● **Problem to work on**: Return all of the records below word for word, with no changes.
^^^^^^^^
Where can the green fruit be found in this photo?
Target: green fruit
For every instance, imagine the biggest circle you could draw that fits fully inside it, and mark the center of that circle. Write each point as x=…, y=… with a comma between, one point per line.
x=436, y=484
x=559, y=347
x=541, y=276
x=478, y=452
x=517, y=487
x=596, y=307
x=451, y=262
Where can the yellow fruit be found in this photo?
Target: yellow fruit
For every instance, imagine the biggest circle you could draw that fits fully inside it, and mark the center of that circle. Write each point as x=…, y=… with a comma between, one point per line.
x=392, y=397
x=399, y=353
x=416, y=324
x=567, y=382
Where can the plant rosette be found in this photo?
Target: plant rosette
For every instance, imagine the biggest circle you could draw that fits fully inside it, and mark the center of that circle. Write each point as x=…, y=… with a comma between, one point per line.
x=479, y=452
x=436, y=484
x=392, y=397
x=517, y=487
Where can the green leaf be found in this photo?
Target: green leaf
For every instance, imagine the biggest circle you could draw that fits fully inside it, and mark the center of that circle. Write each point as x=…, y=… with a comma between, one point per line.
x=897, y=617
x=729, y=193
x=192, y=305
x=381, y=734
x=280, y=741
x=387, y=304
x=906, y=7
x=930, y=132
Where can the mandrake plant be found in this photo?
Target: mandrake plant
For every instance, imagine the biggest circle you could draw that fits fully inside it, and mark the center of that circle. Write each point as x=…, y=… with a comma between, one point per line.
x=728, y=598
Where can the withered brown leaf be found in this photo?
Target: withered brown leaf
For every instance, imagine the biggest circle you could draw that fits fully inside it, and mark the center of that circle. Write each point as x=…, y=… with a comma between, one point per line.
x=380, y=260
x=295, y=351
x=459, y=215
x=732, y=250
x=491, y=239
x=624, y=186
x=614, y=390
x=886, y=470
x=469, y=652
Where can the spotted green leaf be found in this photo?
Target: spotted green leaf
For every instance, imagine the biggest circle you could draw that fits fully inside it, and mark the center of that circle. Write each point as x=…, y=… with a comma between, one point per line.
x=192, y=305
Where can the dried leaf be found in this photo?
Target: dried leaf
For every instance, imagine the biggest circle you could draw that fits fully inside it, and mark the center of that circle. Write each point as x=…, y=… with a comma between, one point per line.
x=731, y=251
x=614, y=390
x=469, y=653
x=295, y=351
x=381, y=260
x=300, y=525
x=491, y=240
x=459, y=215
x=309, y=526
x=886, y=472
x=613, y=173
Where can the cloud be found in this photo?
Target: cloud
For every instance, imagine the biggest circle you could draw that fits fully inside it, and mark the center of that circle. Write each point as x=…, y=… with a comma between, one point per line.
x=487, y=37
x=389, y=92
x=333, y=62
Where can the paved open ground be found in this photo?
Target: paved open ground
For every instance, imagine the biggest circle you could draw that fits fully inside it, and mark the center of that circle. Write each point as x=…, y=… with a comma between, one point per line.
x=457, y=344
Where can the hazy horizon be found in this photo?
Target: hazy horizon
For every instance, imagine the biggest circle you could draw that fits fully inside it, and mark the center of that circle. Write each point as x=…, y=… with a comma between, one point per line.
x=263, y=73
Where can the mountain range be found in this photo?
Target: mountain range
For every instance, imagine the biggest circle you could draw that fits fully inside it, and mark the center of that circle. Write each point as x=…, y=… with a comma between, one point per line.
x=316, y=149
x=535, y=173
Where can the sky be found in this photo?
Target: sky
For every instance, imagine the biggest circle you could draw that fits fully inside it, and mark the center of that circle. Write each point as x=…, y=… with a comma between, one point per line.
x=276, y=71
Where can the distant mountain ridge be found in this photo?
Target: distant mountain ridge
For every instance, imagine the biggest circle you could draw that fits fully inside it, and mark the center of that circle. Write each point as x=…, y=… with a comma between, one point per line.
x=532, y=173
^^^^^^^^
● **Written answer**:
Where can the green fruit be found in this photo?
Target: green fruit
For every instance, imagine the biggest circle you could draw that fits fully inside it, and mark the center of that circle. Write each point as x=…, y=… with a comma between, one point per line.
x=436, y=484
x=559, y=347
x=541, y=276
x=478, y=452
x=517, y=487
x=596, y=307
x=451, y=262
Where can the yellow fruit be found in this photo?
Target: yellow fruit
For every instance, imagine the biggest circle you could draw that fits fully inside it, and mark the center of that circle. Write each point as x=…, y=… with a comma between, one point per line.
x=392, y=397
x=399, y=353
x=416, y=324
x=567, y=382
Where can the plant rosette be found in this photo?
Target: plant rosette
For every instance, imagine the biggest circle you could draw that fits fully inside it, and mark the center of that circle. Write each point as x=…, y=… with a comma between, one point per line.
x=479, y=452
x=436, y=484
x=392, y=397
x=517, y=487
Where can the green leaf be found in this photo?
Target: green leaf
For every instance, imagine the biggest circle you could draw that fits fully inside it, and mark the center of that circle. Write each point as x=…, y=… with a comma between, one point per line.
x=897, y=617
x=729, y=193
x=192, y=305
x=381, y=734
x=280, y=741
x=387, y=304
x=906, y=7
x=930, y=132
Where can the mandrake plant be found in this photo?
Target: mandrake plant
For every instance, imagine the biggest circle you could draw that fits fully inside it, and mark the center of that circle. Write each point as x=…, y=… with a comma between, one point per line.
x=728, y=598
Where can the withered brown leaf be found in this photo?
Target: withered brown leaf
For every instance, imagine the biggest circle you could draw that fits fully inside it, and mark the center of that circle. Write each point as x=…, y=… with a comma between, one point per line.
x=380, y=260
x=295, y=351
x=459, y=215
x=732, y=250
x=491, y=239
x=624, y=186
x=614, y=390
x=886, y=470
x=469, y=652
Where can the spotted green leaf be found in this photo?
Target: spotted green leaf
For every instance, imagine the biggest circle you could draw that fits fully inside it, and mark the center of that circle. Write each point as x=…, y=… with a comma between, one point per line.
x=192, y=305
Where can the dried leaf be found in this photo?
Target: dried leaf
For every instance, imagine the biggest circle you could draw that fits fully inside it, and mark the center of that circle. Write each point as x=…, y=… with a comma between, one point per line.
x=731, y=251
x=614, y=390
x=469, y=653
x=295, y=351
x=381, y=260
x=300, y=525
x=491, y=240
x=459, y=215
x=309, y=526
x=886, y=472
x=613, y=173
Where can the cloud be found in this photo?
Target: cloud
For every instance, imagine the biggest circle you could draw that fits fully inside it, and mark the center of that circle. Write each point as x=…, y=… with a comma between, one point per line.
x=487, y=37
x=389, y=92
x=333, y=62
Where can the paved open ground be found in this photo?
Target: paved open ground
For every instance, imagine the biggest circle you could draw that fits fully inside it, and mark the center of that circle. Write each point as x=…, y=… with a comma between, one point per line.
x=457, y=344
Where can the hazy horizon be found in this photo?
Target: hazy horizon
For every instance, imagine the biggest circle you could draw that fits fully inside it, and mark the center of that circle. Write each point as x=…, y=… with a comma between, one point per line.
x=263, y=73
Where can the mountain range be found in this photo?
Target: mountain range
For every instance, imagine the biggest circle you could draw that fits fully inside it, and mark the center of that circle. Write each point as x=…, y=… with a comma between, one point per line.
x=316, y=149
x=535, y=173
Where can the sky be found in this photo?
Target: sky
For every instance, imagine the biggest circle you could draw that fits fully inside it, and mark the center of that circle. Write each point as x=…, y=… with a comma between, one point per line.
x=276, y=71
Where can the distant mountain ridge be found in this photo?
Target: distant mountain ridge
For every instance, imagine the biggest circle you could draw that fits fully inside it, and mark the center of that circle. Write each point as x=…, y=… with a comma between, one point per line.
x=532, y=173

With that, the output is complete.